— start of MATERIAL PROVIDED —
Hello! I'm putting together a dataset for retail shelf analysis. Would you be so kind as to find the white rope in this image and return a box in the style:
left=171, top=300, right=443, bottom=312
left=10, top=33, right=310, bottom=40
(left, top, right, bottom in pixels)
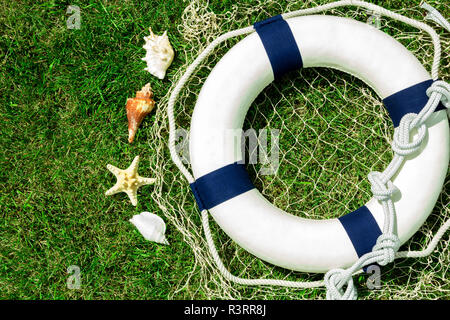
left=167, top=0, right=450, bottom=299
left=325, top=80, right=450, bottom=300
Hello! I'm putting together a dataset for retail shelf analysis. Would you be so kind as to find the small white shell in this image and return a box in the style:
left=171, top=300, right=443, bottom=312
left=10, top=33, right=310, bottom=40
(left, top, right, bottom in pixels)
left=130, top=212, right=169, bottom=244
left=142, top=28, right=175, bottom=79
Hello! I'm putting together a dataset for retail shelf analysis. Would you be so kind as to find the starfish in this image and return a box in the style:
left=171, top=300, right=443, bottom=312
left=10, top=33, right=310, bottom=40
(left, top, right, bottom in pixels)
left=105, top=156, right=156, bottom=206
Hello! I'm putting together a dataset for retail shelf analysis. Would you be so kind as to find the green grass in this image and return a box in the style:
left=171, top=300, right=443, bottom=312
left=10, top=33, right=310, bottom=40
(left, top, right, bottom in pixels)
left=0, top=0, right=448, bottom=299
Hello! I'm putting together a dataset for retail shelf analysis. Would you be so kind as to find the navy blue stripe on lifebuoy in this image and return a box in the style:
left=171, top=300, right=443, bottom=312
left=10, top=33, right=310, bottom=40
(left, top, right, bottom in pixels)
left=339, top=206, right=382, bottom=257
left=383, top=80, right=445, bottom=127
left=191, top=162, right=255, bottom=211
left=253, top=15, right=303, bottom=80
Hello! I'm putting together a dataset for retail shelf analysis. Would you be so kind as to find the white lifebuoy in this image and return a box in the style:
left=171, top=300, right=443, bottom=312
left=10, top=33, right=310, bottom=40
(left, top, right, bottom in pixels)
left=190, top=16, right=450, bottom=272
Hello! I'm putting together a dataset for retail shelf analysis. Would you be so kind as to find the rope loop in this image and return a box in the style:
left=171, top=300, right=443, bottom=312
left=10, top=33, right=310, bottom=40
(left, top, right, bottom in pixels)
left=372, top=233, right=400, bottom=266
left=426, top=80, right=450, bottom=109
left=391, top=113, right=427, bottom=157
left=368, top=171, right=397, bottom=201
left=324, top=268, right=358, bottom=300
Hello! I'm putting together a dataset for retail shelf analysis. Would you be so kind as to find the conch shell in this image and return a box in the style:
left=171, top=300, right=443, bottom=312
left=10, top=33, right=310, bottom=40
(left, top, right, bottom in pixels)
left=126, top=83, right=155, bottom=143
left=142, top=28, right=175, bottom=79
left=130, top=211, right=169, bottom=244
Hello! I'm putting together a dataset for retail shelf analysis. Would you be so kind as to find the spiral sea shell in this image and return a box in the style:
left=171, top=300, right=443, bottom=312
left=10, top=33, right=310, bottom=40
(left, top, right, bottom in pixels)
left=142, top=28, right=175, bottom=79
left=126, top=83, right=155, bottom=143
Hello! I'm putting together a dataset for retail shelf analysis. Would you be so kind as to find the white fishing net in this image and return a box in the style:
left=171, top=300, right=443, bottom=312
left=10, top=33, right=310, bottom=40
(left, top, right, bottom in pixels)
left=148, top=0, right=450, bottom=299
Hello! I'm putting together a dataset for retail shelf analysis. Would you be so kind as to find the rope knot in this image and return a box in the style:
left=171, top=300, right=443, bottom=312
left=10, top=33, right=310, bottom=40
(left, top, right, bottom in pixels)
left=368, top=171, right=397, bottom=201
left=324, top=269, right=358, bottom=300
left=372, top=234, right=400, bottom=266
left=392, top=113, right=427, bottom=156
left=426, top=80, right=450, bottom=109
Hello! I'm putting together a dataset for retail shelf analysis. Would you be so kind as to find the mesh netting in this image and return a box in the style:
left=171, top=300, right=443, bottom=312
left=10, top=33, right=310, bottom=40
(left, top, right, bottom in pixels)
left=149, top=0, right=450, bottom=299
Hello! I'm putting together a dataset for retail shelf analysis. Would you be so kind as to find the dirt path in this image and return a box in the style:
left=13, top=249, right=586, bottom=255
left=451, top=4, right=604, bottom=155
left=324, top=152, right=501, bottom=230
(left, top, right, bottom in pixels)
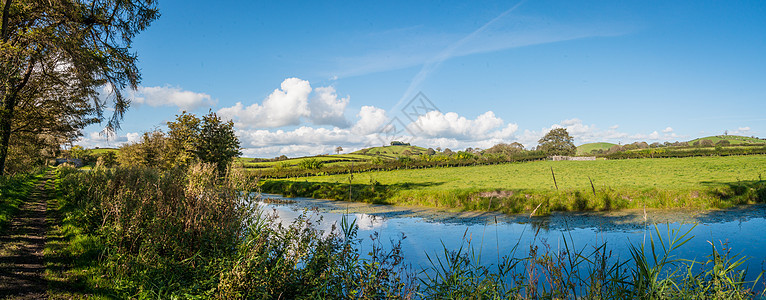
left=0, top=173, right=51, bottom=299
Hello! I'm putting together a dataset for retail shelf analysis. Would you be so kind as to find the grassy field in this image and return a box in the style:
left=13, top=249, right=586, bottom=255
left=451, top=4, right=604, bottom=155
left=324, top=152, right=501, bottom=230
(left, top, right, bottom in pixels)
left=577, top=143, right=617, bottom=155
left=264, top=155, right=766, bottom=213
left=689, top=135, right=766, bottom=145
left=235, top=146, right=427, bottom=170
left=90, top=148, right=120, bottom=155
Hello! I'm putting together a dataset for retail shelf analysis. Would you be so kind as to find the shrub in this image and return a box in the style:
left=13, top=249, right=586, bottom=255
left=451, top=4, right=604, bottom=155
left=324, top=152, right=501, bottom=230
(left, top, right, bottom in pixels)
left=298, top=157, right=324, bottom=170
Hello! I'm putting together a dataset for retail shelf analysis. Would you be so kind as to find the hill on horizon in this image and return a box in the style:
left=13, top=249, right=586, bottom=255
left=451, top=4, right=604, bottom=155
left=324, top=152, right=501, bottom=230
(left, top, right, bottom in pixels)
left=688, top=135, right=766, bottom=145
left=577, top=142, right=617, bottom=155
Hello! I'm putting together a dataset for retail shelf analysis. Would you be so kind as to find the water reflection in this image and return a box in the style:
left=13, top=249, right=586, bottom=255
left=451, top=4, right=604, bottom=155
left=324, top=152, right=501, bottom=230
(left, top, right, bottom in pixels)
left=263, top=195, right=766, bottom=277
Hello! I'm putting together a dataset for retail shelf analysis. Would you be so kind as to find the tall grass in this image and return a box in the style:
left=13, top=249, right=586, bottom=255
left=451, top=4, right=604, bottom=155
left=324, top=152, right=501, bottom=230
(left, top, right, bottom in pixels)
left=57, top=165, right=763, bottom=299
left=57, top=165, right=414, bottom=299
left=0, top=171, right=42, bottom=232
left=418, top=226, right=764, bottom=299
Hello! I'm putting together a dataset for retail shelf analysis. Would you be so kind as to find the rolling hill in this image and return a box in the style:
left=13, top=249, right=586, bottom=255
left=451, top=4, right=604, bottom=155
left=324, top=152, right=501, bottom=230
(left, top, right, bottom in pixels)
left=689, top=135, right=766, bottom=145
left=577, top=142, right=617, bottom=155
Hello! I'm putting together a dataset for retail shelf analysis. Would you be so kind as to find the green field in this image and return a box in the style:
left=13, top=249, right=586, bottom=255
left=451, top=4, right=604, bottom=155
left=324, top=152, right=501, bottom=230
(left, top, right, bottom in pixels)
left=353, top=146, right=428, bottom=159
left=264, top=155, right=766, bottom=213
left=577, top=143, right=617, bottom=155
left=235, top=146, right=427, bottom=170
left=689, top=135, right=766, bottom=145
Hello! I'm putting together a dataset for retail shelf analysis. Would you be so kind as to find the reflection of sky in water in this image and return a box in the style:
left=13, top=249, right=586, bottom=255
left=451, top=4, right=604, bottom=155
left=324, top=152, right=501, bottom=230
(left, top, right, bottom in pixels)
left=263, top=198, right=766, bottom=279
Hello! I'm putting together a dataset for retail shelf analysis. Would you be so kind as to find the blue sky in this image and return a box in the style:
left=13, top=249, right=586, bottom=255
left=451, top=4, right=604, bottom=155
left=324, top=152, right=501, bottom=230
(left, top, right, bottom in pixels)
left=78, top=0, right=766, bottom=157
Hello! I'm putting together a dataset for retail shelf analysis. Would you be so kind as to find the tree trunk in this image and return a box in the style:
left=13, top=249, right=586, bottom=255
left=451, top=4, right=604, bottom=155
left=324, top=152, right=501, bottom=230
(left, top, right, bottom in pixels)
left=0, top=92, right=16, bottom=176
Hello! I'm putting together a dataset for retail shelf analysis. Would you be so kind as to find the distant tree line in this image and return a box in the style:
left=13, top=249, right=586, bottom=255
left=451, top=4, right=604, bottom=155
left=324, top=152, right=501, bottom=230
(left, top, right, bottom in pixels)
left=116, top=112, right=241, bottom=175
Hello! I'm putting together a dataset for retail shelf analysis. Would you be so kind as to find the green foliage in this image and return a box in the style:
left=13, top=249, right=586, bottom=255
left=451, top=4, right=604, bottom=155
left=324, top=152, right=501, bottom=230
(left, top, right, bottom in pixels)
left=167, top=111, right=201, bottom=166
left=58, top=164, right=253, bottom=298
left=46, top=166, right=763, bottom=299
left=420, top=226, right=763, bottom=299
left=0, top=0, right=159, bottom=175
left=0, top=173, right=40, bottom=232
left=298, top=157, right=324, bottom=170
left=69, top=145, right=90, bottom=159
left=117, top=131, right=174, bottom=169
left=96, top=151, right=117, bottom=168
left=537, top=128, right=577, bottom=155
left=482, top=142, right=524, bottom=156
left=195, top=112, right=242, bottom=175
left=263, top=155, right=766, bottom=215
left=118, top=112, right=241, bottom=176
left=217, top=212, right=414, bottom=299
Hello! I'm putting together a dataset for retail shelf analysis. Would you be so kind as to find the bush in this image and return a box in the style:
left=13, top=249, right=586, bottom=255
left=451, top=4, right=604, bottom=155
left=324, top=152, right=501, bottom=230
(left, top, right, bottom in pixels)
left=298, top=157, right=324, bottom=170
left=59, top=164, right=252, bottom=298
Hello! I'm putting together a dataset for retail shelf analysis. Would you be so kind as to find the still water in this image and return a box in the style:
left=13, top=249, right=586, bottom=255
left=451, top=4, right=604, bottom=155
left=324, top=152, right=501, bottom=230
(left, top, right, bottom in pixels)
left=261, top=194, right=766, bottom=280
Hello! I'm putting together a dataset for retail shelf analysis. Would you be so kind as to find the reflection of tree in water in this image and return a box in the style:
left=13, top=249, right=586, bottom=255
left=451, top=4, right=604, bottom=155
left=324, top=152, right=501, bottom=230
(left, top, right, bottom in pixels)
left=522, top=217, right=551, bottom=233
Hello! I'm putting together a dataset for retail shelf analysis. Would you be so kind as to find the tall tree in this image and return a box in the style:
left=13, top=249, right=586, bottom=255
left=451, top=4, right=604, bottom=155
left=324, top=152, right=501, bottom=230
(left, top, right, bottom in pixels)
left=168, top=111, right=201, bottom=166
left=0, top=0, right=159, bottom=175
left=196, top=112, right=242, bottom=175
left=537, top=128, right=577, bottom=155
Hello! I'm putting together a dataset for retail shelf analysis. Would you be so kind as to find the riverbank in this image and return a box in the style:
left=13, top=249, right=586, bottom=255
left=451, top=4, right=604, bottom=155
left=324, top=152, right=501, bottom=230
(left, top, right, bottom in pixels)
left=260, top=155, right=766, bottom=215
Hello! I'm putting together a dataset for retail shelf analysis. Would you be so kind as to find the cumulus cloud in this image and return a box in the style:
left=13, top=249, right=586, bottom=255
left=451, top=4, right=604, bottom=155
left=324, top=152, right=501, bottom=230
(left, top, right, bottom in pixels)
left=218, top=78, right=311, bottom=128
left=134, top=86, right=214, bottom=110
left=309, top=87, right=349, bottom=127
left=218, top=78, right=350, bottom=128
left=352, top=106, right=388, bottom=135
left=732, top=126, right=751, bottom=135
left=411, top=111, right=518, bottom=140
left=74, top=131, right=141, bottom=149
left=519, top=118, right=687, bottom=147
left=237, top=106, right=518, bottom=157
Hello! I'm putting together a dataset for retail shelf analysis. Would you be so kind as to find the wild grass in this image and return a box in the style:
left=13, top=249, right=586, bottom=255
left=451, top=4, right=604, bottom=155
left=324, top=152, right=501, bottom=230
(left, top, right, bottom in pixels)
left=262, top=155, right=766, bottom=214
left=0, top=172, right=42, bottom=232
left=46, top=165, right=763, bottom=299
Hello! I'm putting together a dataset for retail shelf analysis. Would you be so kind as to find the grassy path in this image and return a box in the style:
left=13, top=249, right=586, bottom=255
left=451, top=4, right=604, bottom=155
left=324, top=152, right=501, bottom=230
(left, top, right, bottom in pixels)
left=0, top=173, right=52, bottom=299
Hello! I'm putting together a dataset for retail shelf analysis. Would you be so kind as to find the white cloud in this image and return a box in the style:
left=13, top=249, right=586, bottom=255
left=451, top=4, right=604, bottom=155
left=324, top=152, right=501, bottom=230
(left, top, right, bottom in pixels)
left=732, top=126, right=751, bottom=135
left=352, top=106, right=388, bottom=135
left=410, top=111, right=518, bottom=140
left=309, top=87, right=349, bottom=127
left=519, top=118, right=687, bottom=147
left=218, top=78, right=350, bottom=128
left=74, top=131, right=141, bottom=149
left=237, top=106, right=518, bottom=157
left=133, top=86, right=214, bottom=111
left=218, top=78, right=311, bottom=128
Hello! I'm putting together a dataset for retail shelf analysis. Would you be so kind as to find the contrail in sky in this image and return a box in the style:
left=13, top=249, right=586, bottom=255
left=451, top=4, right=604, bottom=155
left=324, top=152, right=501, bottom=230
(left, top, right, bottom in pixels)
— end of MATERIAL PROVIDED —
EXERCISE TASK: Lay out the lines from the beginning of the rows through the line containing "left=105, top=156, right=156, bottom=206", that line included, as a numbered list without blank lines, and leave the pictures out.

WRITTEN ANSWER:
1. Hello! I'm putting together a dataset for retail shelf analysis. Would you be so kind as to find the white rope in this image and return a box in the style:
2. left=171, top=300, right=443, bottom=312
3. left=10, top=33, right=310, bottom=40
4. (left, top, right, bottom in pixels)
5. left=167, top=0, right=450, bottom=299
6. left=325, top=80, right=450, bottom=300
7. Hello! I'm putting together a dataset for retail shelf analysis. Would you be so kind as to find the small white shell in this image and return a box in the style:
8. left=171, top=300, right=443, bottom=312
9. left=10, top=33, right=310, bottom=40
10. (left, top, right, bottom in pixels)
11. left=130, top=212, right=169, bottom=244
12. left=142, top=28, right=175, bottom=79
13. Hello! I'm putting together a dataset for retail shelf analysis. Would you be so kind as to find the starfish in this image and return a box in the style:
14. left=171, top=300, right=443, bottom=312
15. left=10, top=33, right=310, bottom=40
16. (left, top, right, bottom in pixels)
17. left=105, top=156, right=156, bottom=206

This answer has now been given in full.